> [THE REQUEST]: Reproduce all of the entries below word for word, omitting the pictures.

Excerpts from a point labeling dataset:
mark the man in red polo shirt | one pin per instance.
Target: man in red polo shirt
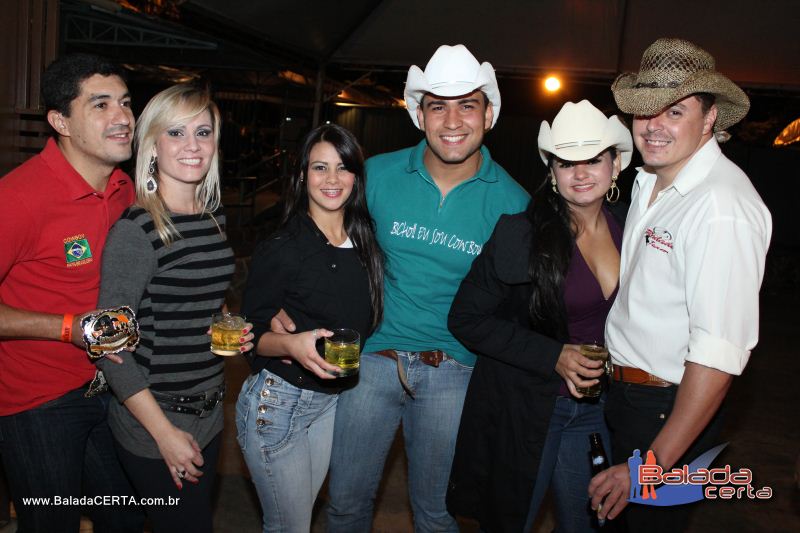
(55, 212)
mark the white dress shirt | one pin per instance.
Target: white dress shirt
(691, 268)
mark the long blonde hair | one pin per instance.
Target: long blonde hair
(179, 103)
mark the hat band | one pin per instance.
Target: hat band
(450, 82)
(577, 143)
(656, 85)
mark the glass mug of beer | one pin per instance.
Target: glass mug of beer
(343, 349)
(595, 352)
(226, 330)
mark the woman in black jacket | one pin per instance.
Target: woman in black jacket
(542, 286)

> [SOLUTION]:
mark the man in red polo shirt | one pin per instance.
Target: man in red polo shirt
(55, 212)
mark the white dress shirt | one pin per instance.
Target: white dress shirt
(691, 268)
mark the long blonde hair | one pin per instance.
Target: long blonde hair
(179, 103)
mark the hat band | one pin per instance.
Target: hat band
(450, 82)
(577, 143)
(656, 85)
mark the glass mug of beer | one pin per instance.
Target: glass mug of beer
(343, 349)
(595, 352)
(226, 330)
mark the woman in black jacket | one pin per instance.
Target: woman in black jacket
(542, 286)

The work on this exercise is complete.